DIRECTIONS FOR THIS TASK:
A verbatim reproduction of the following listing is required; omit the pictures.

MATERIAL FOR THE TASK:
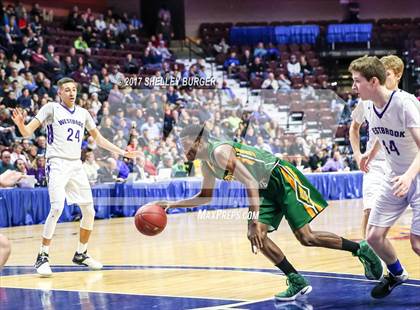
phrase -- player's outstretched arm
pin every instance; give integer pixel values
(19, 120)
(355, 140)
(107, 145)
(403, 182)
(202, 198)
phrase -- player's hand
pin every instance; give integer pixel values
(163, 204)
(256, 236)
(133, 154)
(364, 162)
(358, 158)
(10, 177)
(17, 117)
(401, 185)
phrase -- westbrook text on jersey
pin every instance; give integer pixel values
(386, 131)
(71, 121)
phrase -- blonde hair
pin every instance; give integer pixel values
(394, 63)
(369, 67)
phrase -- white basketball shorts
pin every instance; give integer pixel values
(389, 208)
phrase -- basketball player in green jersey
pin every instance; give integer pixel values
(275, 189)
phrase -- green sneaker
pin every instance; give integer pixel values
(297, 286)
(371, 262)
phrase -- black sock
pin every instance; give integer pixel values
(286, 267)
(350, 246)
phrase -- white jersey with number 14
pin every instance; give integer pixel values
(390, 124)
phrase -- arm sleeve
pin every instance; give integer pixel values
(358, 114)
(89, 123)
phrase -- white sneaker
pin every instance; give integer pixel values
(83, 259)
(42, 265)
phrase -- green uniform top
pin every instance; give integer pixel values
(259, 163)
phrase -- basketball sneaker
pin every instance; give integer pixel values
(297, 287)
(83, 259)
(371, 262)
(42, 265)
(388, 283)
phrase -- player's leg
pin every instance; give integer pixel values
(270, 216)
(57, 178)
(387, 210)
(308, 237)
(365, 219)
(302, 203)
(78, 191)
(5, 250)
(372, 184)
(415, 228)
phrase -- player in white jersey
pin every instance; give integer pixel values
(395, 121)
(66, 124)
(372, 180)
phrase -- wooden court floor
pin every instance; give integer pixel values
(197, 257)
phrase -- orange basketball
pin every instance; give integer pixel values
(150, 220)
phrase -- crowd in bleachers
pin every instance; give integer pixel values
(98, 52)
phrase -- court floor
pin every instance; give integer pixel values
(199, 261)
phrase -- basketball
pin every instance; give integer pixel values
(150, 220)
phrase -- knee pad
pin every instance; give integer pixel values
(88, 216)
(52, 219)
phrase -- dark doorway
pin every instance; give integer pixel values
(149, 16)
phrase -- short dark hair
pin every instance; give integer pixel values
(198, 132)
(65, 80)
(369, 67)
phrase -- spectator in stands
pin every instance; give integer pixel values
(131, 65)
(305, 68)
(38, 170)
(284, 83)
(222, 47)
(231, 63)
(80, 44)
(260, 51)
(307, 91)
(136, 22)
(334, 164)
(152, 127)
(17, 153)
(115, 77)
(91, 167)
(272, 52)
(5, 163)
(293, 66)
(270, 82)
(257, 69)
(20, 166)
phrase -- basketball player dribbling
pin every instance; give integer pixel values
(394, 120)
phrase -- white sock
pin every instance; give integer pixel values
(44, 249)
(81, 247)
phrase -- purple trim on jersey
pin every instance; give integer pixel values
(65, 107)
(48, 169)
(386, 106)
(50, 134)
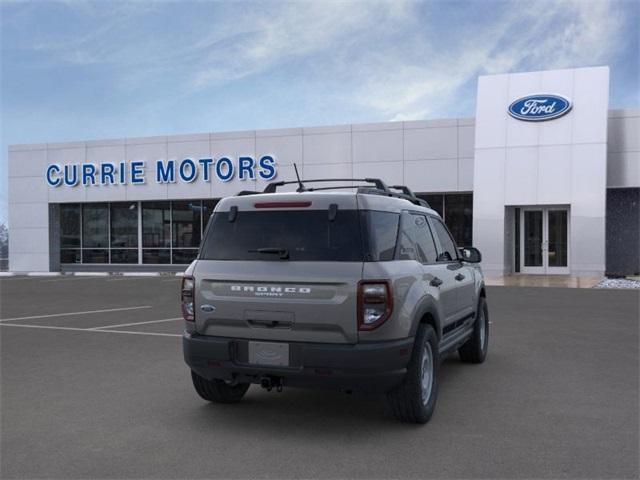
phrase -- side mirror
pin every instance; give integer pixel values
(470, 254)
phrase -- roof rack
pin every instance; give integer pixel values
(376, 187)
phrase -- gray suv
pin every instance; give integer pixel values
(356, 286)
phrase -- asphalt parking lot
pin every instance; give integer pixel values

YOUR RESPONSE:
phrase -- player's outstretched arm
pin every instance; give integer pixel values
(19, 120)
(355, 140)
(107, 145)
(403, 182)
(202, 198)
phrase -- player's hand
pin every instance; give integer pixel values
(163, 204)
(256, 236)
(133, 154)
(364, 162)
(358, 158)
(10, 177)
(17, 117)
(401, 185)
phrase -- westbrook text on jersey
pin every instance; give integer pixel values
(386, 131)
(71, 121)
phrase -- blonde hair
pin every instance; give integer pixel values
(394, 63)
(369, 67)
phrase -- white basketball shorts
pin every instance; give integer pixel values
(389, 208)
phrase -- basketball player in green jersey
pin every instance; give integer pixel values
(275, 189)
phrase -- green sneaker
pin every instance; give integer pixel values
(297, 286)
(371, 262)
phrase -- black sock
pin every instance; give integer pixel values
(286, 267)
(350, 246)
phrase -- white jersey with number 14
pin every instance; give integer pixel values
(390, 124)
phrase -- arm sleeve
pin every instance; give integer pixel values
(358, 114)
(89, 123)
phrase -- white sneaker
pin every instance; give integer pixel values
(83, 259)
(42, 265)
phrase -- green uniform top
pin every instance; give integer pixel values
(259, 163)
phrase -- basketball sneaker
pin every instance; give integer pixel values
(297, 287)
(83, 259)
(371, 262)
(42, 265)
(388, 283)
phrase -- player's leg
pin every instance; give integer pixel values
(270, 216)
(57, 178)
(387, 210)
(308, 237)
(365, 219)
(302, 203)
(78, 191)
(5, 250)
(372, 184)
(415, 228)
phrase -- player in white jersey
pin every instance; give integer pixel values
(395, 121)
(66, 124)
(372, 180)
phrase -- wooden court floor
pin every instance; give integer pixel values
(197, 257)
phrase -- orange basketball
pin every instance; give integer pixel values
(150, 220)
phrase -- crowd in bleachers
pin every instance; give integer pixel values
(98, 52)
phrase -- court floor
pin every instance; give integer pixel values
(199, 261)
phrase -- basketball
pin every instance; give integer pixel values
(150, 220)
phrase -- knee pad
pin every instance; give integer pixel values
(88, 216)
(52, 219)
phrase -- dark doorway
pin every instance; give integer pixel values
(149, 16)
phrase -- short dark hair
pin every instance; give integer pixel values
(198, 132)
(65, 80)
(369, 67)
phrase -- spectator in stands
pin every instance; give integer pixel values
(131, 65)
(305, 68)
(38, 170)
(284, 83)
(222, 47)
(231, 63)
(80, 44)
(260, 51)
(307, 91)
(136, 22)
(334, 164)
(152, 127)
(17, 153)
(115, 77)
(91, 167)
(272, 52)
(5, 163)
(293, 66)
(270, 82)
(257, 69)
(20, 166)
phrase -- basketball player dribbling
pin every instance; give integer pixel values
(394, 120)
phrase -- white sock
pin every instance; give integer pixel values
(44, 249)
(81, 247)
phrase -- purple trim on jersey
pin every instance; give integer pixel values
(65, 107)
(48, 169)
(386, 106)
(50, 134)
phrase -- side mirror
pin every instance; give integer pixel values
(470, 254)
phrase -- roof rack
pin every instance; give integer pixel values
(376, 187)
phrase -- gray suv
pin every instance; give integer pixel values
(356, 286)
phrase -- asphalt parking lot
pin every instance; give integer pixel values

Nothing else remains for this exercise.